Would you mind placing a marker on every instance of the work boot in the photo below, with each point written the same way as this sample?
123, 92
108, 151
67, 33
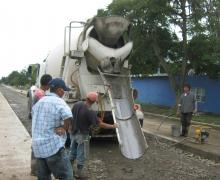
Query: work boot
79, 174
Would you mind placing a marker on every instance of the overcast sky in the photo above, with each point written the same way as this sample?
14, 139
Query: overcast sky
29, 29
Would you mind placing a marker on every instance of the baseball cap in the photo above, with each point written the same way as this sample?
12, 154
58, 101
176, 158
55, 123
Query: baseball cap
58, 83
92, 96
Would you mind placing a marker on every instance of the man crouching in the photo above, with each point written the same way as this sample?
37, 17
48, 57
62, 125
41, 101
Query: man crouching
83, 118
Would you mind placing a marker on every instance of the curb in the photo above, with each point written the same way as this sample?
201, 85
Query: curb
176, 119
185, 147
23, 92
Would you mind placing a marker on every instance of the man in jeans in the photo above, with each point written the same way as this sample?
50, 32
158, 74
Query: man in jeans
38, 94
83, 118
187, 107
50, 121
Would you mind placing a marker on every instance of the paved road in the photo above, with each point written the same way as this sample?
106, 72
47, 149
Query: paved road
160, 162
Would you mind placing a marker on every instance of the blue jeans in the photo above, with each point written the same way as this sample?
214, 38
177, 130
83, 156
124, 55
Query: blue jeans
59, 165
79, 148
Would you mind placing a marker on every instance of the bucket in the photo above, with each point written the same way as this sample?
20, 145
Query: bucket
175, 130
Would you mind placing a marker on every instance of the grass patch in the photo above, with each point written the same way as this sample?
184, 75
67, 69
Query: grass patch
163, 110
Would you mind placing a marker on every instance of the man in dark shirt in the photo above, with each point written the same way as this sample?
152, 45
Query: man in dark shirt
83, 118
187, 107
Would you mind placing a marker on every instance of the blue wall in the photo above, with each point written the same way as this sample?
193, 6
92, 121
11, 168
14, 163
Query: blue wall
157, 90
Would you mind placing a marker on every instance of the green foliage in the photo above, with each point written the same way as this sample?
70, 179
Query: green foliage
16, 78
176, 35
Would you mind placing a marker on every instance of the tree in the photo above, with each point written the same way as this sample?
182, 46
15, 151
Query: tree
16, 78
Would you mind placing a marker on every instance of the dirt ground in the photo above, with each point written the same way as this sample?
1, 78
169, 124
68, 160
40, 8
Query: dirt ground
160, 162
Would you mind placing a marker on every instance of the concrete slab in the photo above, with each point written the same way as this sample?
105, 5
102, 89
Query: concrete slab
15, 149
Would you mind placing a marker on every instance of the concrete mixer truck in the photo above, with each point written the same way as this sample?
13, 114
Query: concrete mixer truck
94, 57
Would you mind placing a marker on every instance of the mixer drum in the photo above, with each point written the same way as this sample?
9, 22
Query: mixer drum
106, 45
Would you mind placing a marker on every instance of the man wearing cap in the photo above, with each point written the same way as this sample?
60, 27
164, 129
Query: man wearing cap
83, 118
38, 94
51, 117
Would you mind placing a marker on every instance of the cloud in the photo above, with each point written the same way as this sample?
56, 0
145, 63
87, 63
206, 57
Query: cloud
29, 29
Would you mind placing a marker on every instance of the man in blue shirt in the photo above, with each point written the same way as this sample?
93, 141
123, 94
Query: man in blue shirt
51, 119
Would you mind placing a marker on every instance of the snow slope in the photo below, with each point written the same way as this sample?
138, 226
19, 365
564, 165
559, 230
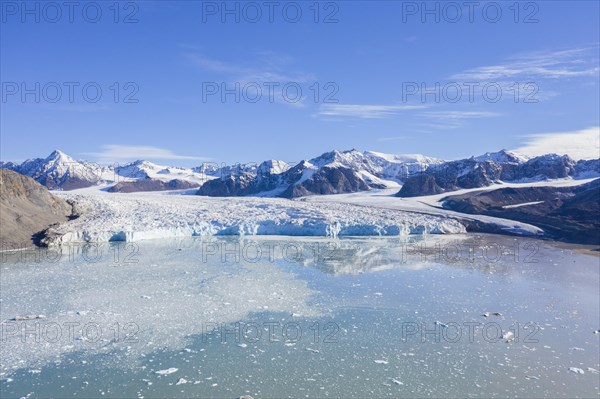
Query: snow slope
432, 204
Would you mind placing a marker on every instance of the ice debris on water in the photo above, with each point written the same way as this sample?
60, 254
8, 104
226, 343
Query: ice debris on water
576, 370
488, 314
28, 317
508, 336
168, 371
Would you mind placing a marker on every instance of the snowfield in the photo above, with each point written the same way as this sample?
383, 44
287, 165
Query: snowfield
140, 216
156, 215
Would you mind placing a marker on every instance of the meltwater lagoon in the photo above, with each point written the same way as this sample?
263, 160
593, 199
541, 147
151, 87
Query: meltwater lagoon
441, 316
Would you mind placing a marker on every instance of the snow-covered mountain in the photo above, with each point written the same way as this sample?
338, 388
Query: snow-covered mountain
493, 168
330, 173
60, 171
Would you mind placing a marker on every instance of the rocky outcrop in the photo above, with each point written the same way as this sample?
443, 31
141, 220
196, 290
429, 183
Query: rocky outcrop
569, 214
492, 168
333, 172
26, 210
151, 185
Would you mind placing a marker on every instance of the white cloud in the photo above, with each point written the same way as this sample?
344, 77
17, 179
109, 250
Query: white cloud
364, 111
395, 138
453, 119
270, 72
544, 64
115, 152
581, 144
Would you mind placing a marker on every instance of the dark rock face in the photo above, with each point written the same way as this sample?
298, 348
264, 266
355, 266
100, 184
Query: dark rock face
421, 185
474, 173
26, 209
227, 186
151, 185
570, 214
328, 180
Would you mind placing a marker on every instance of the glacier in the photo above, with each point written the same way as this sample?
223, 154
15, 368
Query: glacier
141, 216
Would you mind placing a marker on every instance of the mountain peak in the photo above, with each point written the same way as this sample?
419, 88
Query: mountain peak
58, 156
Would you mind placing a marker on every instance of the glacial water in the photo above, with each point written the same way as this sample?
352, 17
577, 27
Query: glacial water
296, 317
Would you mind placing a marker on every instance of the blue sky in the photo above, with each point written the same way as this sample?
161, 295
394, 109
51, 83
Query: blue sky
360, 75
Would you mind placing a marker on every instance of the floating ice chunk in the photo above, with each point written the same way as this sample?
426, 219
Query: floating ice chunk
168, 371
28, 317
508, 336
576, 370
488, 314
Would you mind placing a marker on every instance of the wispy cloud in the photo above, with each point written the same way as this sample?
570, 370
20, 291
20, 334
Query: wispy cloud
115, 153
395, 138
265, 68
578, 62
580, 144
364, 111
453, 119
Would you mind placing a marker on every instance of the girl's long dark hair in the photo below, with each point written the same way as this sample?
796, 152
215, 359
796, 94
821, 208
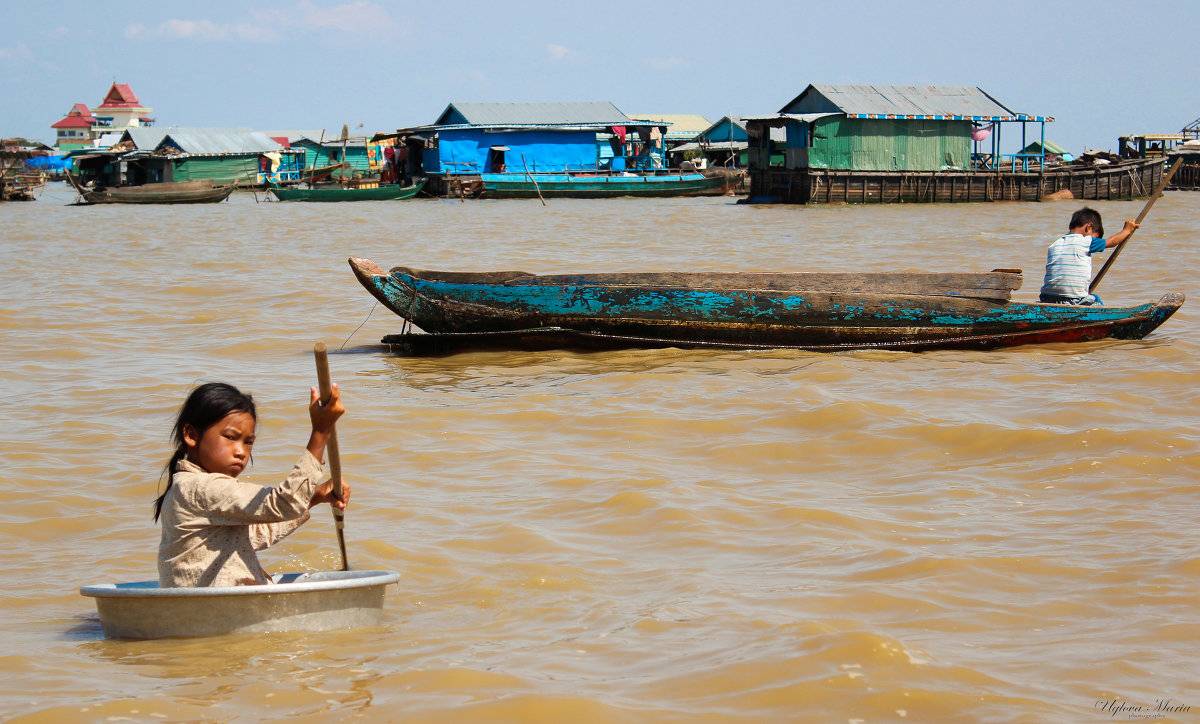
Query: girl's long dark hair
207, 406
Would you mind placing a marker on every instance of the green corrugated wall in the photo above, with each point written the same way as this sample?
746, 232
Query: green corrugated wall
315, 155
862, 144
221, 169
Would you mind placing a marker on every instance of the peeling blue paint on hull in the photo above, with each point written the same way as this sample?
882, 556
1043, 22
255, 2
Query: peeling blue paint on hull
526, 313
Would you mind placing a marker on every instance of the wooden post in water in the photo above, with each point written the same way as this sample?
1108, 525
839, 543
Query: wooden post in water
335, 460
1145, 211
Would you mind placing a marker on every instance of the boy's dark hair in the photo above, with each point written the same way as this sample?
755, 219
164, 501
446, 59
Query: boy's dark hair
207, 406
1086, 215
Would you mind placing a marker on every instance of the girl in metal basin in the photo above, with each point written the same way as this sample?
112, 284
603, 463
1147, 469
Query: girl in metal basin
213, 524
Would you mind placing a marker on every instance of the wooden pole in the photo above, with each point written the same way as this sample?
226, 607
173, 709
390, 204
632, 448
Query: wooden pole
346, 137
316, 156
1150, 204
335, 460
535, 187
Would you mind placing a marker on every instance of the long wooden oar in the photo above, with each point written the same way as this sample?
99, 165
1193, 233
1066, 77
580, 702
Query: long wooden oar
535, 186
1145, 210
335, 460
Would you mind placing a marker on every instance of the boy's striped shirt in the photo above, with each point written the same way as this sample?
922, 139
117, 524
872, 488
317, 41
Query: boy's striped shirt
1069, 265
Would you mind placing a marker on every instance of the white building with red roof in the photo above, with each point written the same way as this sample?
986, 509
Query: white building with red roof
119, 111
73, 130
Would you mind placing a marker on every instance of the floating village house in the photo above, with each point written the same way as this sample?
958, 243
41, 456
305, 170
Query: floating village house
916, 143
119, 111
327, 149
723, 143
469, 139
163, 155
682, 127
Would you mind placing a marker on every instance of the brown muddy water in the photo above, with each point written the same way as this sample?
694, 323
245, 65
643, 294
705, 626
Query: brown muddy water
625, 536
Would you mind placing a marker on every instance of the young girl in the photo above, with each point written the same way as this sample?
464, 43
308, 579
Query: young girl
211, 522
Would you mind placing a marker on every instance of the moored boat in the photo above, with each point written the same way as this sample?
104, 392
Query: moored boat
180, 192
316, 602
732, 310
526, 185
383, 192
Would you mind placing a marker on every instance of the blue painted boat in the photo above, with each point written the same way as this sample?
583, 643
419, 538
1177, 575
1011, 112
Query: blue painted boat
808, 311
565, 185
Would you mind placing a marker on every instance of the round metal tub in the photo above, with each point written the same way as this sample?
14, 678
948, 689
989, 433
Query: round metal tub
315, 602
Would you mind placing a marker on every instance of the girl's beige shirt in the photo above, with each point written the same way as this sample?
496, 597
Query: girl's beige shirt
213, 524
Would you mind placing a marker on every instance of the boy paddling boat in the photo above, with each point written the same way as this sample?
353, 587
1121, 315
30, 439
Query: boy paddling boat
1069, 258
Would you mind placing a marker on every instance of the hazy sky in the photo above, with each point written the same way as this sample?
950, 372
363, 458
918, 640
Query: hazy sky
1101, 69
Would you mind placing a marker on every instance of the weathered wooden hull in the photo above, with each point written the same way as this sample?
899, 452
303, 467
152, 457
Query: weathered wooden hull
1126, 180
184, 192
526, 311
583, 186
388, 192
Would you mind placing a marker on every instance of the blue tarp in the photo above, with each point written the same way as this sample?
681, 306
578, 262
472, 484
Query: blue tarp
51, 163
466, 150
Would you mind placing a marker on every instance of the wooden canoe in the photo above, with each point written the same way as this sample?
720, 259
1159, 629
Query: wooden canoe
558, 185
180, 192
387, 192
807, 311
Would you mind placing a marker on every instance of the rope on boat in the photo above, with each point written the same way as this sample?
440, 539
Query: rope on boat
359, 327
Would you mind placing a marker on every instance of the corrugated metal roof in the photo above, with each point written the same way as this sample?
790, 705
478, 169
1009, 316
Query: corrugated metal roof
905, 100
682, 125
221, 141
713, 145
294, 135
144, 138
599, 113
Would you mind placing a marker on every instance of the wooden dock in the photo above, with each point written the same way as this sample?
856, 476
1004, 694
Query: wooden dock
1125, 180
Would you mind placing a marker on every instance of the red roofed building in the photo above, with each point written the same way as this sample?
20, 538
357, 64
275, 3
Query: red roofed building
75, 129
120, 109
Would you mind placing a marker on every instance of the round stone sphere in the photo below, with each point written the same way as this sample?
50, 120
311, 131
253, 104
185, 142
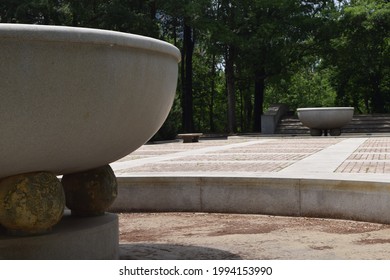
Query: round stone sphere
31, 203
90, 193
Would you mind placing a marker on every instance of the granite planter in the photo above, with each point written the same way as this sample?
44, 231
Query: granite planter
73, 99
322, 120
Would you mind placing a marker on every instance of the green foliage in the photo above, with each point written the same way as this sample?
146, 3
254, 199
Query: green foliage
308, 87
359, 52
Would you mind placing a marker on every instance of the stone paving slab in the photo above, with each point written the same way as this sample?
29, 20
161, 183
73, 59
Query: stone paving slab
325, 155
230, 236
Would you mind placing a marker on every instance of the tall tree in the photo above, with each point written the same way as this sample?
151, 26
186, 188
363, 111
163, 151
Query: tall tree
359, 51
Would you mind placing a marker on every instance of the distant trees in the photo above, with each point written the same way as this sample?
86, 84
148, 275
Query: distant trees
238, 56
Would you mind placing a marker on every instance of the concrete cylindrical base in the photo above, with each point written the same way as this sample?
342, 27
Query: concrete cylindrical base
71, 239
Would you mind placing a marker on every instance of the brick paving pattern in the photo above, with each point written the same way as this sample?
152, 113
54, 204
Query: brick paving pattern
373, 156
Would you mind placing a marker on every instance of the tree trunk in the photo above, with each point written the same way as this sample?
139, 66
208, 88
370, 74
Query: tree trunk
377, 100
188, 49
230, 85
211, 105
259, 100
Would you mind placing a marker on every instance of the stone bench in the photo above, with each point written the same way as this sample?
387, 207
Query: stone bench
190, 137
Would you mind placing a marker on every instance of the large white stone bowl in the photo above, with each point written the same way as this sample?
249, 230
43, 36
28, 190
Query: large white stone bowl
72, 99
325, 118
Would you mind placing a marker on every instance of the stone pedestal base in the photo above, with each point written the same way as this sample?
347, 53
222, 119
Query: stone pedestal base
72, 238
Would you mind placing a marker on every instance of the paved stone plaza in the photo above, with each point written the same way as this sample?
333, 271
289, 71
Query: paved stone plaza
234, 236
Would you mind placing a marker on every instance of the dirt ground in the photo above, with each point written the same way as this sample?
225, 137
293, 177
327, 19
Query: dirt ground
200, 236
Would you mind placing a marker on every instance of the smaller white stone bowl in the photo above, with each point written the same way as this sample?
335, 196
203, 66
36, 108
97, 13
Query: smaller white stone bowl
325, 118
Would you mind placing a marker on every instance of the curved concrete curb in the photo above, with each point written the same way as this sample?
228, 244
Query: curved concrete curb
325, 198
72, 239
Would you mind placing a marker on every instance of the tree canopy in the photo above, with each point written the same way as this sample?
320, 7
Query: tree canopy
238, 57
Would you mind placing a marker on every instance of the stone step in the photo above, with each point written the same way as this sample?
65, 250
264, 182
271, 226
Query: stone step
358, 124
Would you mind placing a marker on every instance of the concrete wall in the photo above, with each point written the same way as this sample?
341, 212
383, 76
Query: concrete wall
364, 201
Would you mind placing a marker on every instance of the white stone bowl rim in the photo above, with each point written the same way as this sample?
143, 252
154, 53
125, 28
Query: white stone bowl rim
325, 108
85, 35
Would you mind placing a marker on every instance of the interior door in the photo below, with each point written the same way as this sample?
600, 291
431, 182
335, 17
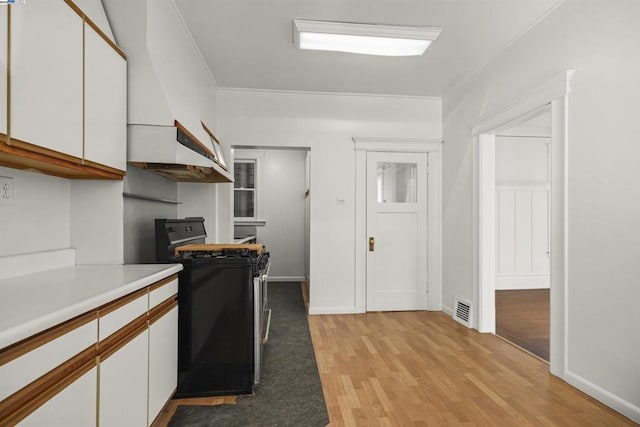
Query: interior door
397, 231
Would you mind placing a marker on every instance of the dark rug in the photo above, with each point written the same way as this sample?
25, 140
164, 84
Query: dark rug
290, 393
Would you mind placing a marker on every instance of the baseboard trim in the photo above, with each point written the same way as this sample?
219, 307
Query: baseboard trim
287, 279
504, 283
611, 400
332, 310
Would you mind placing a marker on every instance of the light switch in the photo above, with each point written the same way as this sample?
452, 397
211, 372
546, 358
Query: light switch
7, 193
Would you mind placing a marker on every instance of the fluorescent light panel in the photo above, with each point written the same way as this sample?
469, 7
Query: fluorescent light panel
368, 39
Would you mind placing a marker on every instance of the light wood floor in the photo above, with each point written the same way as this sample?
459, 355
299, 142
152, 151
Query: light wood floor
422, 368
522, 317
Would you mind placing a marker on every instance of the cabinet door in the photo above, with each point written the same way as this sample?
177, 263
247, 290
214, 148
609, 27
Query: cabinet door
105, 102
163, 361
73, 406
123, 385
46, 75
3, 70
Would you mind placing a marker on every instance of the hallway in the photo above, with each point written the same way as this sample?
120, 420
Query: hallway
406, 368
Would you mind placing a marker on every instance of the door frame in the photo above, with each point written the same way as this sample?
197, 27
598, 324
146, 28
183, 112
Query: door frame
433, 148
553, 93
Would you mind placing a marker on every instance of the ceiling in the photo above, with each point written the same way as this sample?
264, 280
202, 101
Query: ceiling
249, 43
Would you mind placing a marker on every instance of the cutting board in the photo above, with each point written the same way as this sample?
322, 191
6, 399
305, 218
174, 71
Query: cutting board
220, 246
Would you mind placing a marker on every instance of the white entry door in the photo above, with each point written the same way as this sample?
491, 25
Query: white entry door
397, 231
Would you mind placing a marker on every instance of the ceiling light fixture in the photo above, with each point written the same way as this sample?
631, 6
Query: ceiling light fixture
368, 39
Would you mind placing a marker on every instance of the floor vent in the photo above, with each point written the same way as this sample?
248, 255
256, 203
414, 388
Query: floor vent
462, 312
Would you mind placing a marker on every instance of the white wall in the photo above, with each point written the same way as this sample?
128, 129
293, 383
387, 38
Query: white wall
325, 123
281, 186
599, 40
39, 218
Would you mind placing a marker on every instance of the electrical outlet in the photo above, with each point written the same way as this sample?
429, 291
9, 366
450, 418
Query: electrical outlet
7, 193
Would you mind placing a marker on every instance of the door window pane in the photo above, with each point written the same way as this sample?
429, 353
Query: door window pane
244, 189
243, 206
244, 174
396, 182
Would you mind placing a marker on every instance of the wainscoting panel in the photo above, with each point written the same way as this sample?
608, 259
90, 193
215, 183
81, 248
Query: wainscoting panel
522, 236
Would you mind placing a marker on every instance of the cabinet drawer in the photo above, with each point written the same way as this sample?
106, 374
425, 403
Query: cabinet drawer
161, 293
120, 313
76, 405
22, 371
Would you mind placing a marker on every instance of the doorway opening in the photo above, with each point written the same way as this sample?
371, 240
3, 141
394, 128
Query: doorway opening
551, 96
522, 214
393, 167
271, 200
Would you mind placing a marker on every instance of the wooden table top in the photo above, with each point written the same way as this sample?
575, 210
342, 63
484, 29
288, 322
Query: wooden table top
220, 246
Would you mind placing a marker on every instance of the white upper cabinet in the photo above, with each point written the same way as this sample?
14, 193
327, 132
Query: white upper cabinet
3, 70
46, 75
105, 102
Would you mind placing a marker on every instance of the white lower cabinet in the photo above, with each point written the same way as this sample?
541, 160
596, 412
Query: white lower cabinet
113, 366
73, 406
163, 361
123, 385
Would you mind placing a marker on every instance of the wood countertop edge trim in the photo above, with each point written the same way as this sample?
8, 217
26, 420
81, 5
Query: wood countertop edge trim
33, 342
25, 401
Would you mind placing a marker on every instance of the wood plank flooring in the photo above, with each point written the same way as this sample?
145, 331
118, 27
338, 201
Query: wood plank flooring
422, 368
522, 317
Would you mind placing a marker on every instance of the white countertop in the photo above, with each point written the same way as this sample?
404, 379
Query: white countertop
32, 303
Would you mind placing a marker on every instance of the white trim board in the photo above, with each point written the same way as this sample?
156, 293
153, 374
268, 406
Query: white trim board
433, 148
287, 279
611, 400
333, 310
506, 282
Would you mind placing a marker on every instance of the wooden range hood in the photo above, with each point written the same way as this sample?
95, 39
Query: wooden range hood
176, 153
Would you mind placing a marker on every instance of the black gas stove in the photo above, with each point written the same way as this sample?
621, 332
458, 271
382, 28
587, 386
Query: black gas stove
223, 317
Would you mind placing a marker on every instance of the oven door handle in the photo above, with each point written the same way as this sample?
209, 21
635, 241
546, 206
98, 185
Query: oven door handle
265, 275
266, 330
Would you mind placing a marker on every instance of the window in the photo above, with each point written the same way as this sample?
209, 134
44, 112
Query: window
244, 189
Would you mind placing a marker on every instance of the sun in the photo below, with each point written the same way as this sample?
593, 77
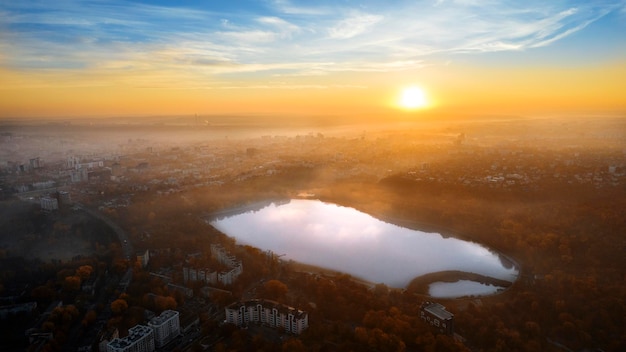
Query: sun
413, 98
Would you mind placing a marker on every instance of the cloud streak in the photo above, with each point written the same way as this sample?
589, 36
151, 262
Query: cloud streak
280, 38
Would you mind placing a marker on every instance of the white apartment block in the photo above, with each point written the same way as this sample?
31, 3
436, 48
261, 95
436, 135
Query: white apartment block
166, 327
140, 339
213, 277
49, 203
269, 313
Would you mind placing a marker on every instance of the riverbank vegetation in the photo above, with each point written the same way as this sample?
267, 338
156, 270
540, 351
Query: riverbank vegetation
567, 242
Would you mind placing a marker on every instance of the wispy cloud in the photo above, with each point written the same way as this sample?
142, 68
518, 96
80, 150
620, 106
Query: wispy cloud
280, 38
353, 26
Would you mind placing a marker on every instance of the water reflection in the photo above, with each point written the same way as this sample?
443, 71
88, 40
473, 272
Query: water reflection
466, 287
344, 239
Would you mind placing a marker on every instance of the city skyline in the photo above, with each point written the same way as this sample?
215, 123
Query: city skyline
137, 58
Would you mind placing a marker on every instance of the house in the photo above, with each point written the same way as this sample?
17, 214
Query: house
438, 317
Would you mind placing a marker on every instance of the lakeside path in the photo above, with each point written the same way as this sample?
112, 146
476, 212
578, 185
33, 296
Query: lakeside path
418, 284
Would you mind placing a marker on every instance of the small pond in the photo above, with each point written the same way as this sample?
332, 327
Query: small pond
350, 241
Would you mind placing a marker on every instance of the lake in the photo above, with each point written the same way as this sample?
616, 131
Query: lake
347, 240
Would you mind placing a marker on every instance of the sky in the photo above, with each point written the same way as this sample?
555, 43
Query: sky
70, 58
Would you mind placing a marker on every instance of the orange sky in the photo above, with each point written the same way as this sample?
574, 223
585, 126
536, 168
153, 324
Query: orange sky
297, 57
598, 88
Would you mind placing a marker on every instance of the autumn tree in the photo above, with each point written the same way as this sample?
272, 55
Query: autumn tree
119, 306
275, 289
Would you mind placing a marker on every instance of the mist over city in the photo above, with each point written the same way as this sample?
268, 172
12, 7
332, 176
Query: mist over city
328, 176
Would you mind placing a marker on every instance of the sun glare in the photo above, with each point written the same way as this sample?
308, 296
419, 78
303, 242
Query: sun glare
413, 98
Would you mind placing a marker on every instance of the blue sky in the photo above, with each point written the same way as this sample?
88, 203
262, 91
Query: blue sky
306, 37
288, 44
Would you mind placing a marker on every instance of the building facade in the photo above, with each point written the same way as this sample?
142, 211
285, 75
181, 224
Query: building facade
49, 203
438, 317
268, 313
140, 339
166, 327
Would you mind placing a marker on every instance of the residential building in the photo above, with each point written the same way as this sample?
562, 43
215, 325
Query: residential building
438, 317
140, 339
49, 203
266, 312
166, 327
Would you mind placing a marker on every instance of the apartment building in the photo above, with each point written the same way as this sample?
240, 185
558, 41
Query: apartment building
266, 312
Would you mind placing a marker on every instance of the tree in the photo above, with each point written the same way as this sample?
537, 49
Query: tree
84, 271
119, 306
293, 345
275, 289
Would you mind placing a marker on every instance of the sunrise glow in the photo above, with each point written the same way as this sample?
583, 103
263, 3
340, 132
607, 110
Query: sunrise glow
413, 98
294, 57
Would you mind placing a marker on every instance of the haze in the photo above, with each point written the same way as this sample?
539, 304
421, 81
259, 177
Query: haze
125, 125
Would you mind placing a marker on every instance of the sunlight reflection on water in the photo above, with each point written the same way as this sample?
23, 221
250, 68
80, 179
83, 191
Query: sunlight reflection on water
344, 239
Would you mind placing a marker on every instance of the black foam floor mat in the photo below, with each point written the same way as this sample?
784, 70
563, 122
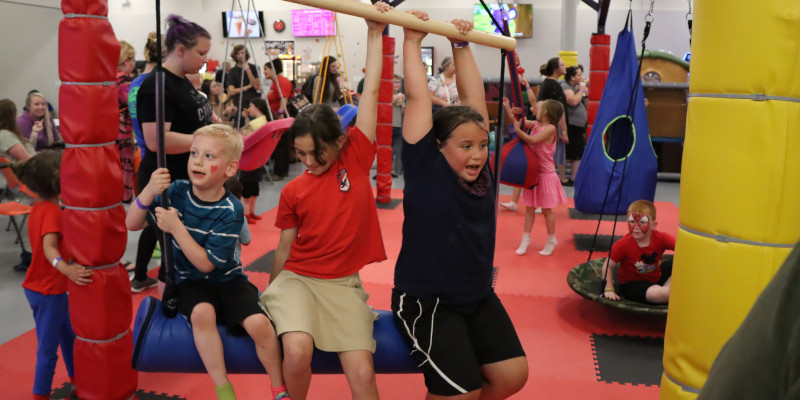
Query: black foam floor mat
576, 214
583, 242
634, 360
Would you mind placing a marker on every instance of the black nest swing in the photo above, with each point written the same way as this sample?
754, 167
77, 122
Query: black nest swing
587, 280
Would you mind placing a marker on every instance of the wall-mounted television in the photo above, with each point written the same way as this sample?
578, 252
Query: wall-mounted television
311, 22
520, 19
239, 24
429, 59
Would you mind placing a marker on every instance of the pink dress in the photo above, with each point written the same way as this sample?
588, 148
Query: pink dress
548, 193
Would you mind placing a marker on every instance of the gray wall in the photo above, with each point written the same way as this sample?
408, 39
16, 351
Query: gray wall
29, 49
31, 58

□ □ □ □

[What is expected]
Copy verbatim the span that begins at the line containing "of the sunrise" and ends at the last line of the material, inclusive of both; exclude pictures.

[Complete output]
Would you mind placing a marker on every instance of the sunrise glow in the photo above, with each point written the same way as this sample?
583, 103
263, 3
340, 132
607, 110
Query: sunrise glow
413, 98
294, 57
Would you mind placing a marker on every instance of the haze in the photo above, with each point written the same way as this sample?
539, 304
421, 81
259, 177
Query: haze
125, 125
Would you mind placing a marker on every instance of the sunlight reflection on water in the photo above, with each point written the same way as this sample?
23, 221
250, 68
80, 179
83, 191
Query: sunlight reflection on water
344, 239
Would you mind placing a marker on every instance of the black foam floor mat in the photo below, with each point written the same way as this sample?
784, 70
563, 122
Query: black foam floor mat
576, 214
583, 242
634, 360
Would you mind placing a marker on every instance of the black nest swing in the photo above, with each point written the same way as this sample?
754, 167
77, 122
Query: black nest swing
587, 280
Would you mind placing a marker on every instance of the wall-mounted television in the photo above, with each point written the same way as this sample?
578, 252
Query: wall-mounted television
311, 22
520, 19
239, 24
429, 59
Would you mind placing a marker on every instance of the pink dress in the photo above, with each point written the same way as this sample?
588, 148
Query: pink dress
548, 193
Would you mind placing a marker on every instance of the gray wall in the photo above, with each point written the same way as this sample?
408, 39
16, 351
Query: gray wall
29, 49
31, 58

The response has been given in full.